WORK INSTRUCTIONS:
a: In the electrolyte conductivity results, what share of its 25°C conductivity did Electrolyte A keep at -20°C?
b: Using the electrolyte conductivity results, decide whether each statement agrees with the text. (i) Ionic conductivity rose for both electrolytes as the temperature dropped. (ii) At -20°C, Electrolyte B kept 47.14% of its room-temperature conductivity. (iii) The computed conductivity values appear in Table 1.

DOCUMENT SECTION:
···

Figure 2. EIS impedance spectra of different numbers of membrane layers (a); R-value fitting plot (b)

Figure 2. EIS impedance spectra of different numbers of membrane layers (a); R-value fitting plot (b)

4. Results & Analysis: Quantifying Low-Temperature Improvement

Figure 3. EIS spectra of electrolytes A and B at different temperatures.

Figure 3. EIS spectra of electrolytes A and B at different temperatures.

EIS spectra were recorded for both electrolytes at multiple temperatures; representative spectra are shown in Figure 3. After fitting, we computed membrane ionic conductivity at each temperature for Electrolyte A and Electrolyte B (tabulated in Table 1 and plotted in Figure 4). Key quantitative observations are:

  • As expected, ionic conductivity decreased for both electrolytes as temperature dropped.

  • However, the rate of decline differed significantly. For Electrolyte A, the conductivity at -20°C was only 31.58% of its value at 25°C.

  • In contrast, Electrolyte B retained 47.14% of its room-temperature conductivity at -20°C.

  • This marked improvement demonstrates that Electrolyte B’s formulation—presumably containing optimized solvents and additives—effectively enhances low-temperature transport kinetics. The additives likely work by reducing electrolyte viscosity, optimizing the lithium-ion solvation structure for lower migration energy barriers, and improving separator wettability at cold temperatures.

Table 1. Separator ionic conductivity of electrolytes A and B at different temperatures

Table 1. Separator ionic conductivity of electrolytes A and B at different temperatures

Figure 4. Changes in separator ionic conductivity of electrolytes A and B at different temperatures.

···

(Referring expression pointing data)

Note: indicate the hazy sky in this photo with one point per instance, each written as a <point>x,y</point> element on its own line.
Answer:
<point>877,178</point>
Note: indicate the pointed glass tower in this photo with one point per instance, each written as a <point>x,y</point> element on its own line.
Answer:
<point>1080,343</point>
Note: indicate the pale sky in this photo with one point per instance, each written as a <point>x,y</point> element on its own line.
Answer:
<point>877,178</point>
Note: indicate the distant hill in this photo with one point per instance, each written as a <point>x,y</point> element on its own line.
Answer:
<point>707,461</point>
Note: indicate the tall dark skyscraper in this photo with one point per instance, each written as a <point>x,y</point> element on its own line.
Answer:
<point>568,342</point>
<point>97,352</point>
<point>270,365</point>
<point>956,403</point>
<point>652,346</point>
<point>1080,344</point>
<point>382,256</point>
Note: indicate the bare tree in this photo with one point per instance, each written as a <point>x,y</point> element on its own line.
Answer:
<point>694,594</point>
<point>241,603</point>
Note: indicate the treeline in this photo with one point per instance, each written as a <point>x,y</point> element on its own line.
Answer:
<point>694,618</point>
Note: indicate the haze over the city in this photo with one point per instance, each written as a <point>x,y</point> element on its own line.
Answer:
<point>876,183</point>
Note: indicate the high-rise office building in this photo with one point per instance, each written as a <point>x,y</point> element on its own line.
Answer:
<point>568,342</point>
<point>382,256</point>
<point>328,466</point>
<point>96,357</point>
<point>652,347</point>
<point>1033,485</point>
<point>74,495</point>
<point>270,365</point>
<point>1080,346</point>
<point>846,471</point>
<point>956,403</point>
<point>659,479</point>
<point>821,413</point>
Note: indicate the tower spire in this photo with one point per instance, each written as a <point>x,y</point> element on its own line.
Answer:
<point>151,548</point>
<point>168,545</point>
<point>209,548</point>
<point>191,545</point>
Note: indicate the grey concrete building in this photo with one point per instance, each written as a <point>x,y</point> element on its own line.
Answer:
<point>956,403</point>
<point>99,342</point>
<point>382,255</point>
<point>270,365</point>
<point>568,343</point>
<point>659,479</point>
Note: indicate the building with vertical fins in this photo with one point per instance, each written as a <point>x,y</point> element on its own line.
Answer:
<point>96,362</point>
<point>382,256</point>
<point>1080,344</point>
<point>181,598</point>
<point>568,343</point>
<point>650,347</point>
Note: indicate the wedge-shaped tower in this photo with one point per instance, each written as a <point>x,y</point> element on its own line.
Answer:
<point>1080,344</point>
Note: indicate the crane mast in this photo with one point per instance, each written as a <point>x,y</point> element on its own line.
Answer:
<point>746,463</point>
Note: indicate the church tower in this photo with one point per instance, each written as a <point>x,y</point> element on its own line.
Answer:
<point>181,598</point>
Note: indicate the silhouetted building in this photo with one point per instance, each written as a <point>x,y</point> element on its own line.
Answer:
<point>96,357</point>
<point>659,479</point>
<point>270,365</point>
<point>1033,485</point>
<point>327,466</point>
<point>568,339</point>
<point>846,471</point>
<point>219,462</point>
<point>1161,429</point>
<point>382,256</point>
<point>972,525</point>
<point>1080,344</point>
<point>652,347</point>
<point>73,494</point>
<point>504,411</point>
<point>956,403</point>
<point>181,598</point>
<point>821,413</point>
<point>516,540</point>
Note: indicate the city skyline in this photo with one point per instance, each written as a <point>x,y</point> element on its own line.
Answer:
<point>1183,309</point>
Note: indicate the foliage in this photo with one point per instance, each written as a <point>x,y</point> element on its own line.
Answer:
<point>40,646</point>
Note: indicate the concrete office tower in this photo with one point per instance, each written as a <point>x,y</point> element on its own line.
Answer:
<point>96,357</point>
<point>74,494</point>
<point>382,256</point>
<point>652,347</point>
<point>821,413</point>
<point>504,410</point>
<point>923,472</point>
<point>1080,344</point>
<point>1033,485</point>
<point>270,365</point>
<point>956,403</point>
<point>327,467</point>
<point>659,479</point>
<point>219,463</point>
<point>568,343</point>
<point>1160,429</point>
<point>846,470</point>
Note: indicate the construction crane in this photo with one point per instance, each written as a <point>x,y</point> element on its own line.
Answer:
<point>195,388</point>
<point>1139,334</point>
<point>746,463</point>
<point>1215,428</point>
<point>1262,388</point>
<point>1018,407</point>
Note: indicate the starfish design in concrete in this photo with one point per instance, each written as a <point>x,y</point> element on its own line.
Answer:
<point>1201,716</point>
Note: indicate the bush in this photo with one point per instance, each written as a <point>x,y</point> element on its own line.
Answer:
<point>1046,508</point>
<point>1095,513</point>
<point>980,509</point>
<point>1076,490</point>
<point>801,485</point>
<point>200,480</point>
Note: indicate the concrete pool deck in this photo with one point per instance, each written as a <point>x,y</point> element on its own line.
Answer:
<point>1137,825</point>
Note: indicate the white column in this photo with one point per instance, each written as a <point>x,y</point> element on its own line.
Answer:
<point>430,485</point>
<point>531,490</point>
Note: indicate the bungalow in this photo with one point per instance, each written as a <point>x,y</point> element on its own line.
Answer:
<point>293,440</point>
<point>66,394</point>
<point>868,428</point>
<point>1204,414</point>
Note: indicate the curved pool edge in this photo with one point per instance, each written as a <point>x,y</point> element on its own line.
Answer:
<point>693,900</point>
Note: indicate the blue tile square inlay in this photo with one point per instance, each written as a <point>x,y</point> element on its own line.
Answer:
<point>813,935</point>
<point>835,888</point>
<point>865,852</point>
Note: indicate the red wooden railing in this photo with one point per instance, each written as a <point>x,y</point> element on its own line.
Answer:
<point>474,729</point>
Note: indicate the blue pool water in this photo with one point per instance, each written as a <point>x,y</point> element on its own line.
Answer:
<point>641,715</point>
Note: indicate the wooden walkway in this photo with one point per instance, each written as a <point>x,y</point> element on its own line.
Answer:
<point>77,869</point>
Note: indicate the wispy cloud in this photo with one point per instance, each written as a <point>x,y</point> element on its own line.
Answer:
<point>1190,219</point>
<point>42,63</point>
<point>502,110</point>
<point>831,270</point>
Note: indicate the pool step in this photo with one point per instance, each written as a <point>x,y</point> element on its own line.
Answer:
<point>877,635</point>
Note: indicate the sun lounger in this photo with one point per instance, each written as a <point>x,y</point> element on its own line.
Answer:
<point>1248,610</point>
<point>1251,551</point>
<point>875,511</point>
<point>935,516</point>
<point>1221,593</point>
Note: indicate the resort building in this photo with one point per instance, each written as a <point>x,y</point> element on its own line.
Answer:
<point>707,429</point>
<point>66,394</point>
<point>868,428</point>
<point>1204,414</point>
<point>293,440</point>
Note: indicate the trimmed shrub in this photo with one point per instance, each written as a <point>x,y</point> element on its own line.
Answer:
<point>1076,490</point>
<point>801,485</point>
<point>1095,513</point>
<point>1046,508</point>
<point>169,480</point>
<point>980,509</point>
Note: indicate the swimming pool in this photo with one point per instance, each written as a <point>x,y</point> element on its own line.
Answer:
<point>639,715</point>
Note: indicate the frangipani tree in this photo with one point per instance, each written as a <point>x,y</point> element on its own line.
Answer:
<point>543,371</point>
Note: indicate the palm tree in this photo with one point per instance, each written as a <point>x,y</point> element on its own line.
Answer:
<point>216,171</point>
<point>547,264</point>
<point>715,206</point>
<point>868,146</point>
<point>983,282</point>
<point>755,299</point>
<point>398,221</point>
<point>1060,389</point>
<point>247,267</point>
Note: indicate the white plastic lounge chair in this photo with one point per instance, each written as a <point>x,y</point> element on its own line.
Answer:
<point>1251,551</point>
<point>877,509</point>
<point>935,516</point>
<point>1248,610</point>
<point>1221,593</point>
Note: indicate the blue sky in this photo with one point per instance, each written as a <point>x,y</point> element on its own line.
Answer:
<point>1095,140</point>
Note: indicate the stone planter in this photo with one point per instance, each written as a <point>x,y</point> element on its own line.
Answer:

···

RESPONSES TO THE EXERCISE:
a: 31.58%

b:
(i) No: "ionic conductivity decreased for both electrolytes as temperature dropped."
(ii) Yes: "Electrolyte B retained 47.14% of its room-temperature conductivity at -20°C."
(iii) Yes: "tabulated in Table 1 and plotted in Figure 4"